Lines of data
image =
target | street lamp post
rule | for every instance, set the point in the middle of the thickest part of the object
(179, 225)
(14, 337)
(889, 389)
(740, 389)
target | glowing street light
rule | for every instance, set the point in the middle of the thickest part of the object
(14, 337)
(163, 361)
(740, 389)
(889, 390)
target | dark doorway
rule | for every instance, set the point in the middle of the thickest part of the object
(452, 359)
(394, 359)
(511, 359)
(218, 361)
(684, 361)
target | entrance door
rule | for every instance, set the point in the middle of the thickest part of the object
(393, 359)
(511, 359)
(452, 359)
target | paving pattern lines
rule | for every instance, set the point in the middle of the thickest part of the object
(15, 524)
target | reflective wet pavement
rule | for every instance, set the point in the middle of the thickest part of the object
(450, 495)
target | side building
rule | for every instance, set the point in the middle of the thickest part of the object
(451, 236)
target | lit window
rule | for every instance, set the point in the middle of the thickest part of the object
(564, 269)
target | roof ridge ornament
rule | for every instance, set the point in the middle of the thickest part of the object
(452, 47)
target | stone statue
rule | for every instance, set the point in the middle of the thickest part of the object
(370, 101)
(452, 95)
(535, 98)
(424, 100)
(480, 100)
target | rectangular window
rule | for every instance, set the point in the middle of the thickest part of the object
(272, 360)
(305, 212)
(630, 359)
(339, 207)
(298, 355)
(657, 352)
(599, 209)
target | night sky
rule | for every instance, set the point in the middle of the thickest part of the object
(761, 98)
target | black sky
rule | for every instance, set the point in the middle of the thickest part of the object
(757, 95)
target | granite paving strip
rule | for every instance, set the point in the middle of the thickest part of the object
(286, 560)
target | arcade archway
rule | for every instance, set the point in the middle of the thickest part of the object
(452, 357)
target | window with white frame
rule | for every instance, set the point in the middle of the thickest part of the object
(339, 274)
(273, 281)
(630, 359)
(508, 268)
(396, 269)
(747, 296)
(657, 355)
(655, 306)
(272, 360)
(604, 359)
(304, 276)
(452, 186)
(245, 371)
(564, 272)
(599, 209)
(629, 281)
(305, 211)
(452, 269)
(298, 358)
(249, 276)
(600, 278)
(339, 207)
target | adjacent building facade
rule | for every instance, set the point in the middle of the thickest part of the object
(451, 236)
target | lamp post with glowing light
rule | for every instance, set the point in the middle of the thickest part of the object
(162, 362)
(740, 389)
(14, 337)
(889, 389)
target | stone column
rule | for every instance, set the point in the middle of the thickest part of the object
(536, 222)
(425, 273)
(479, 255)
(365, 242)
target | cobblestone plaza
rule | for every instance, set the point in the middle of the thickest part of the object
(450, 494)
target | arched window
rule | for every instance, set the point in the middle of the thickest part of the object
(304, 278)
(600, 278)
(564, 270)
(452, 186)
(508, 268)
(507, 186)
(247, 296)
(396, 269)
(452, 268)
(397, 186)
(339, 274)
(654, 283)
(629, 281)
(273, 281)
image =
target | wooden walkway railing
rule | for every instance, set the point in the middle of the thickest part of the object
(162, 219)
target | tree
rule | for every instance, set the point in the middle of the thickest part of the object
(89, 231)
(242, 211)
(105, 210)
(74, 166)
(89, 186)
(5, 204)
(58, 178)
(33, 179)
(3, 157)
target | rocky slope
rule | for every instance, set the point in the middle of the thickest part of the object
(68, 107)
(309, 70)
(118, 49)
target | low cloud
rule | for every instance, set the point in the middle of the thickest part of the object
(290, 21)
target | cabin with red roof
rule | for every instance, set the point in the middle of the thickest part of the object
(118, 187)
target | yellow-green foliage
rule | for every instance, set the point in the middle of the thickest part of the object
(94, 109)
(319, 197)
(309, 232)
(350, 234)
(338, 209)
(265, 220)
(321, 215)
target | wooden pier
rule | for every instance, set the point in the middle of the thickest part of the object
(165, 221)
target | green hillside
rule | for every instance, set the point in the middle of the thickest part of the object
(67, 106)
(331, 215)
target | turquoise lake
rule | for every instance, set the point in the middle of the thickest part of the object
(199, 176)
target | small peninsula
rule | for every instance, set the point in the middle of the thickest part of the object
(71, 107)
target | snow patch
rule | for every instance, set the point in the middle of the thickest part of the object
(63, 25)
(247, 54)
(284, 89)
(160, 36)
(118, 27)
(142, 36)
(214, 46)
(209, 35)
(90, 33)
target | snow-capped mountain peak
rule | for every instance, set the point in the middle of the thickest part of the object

#### The exercise
Write out, word for word, every line from the one containing "target | turquoise lake" through the last line of the records above.

#### Finished answer
target | turquoise lake
rule | for every instance, set the point in the middle of the thickest part of the object
(199, 176)
target | small peninsula
rule | for every instance, set the point in the middle of the thickest part of the object
(71, 107)
target | snow patch
rule | for every instance, set the point in the middle of the thickest part of the object
(63, 25)
(247, 54)
(284, 89)
(160, 36)
(118, 27)
(142, 36)
(214, 46)
(209, 35)
(90, 33)
target | snow-capped mountain peak
rule | for every instance, set the point in the middle of the thickest part of the object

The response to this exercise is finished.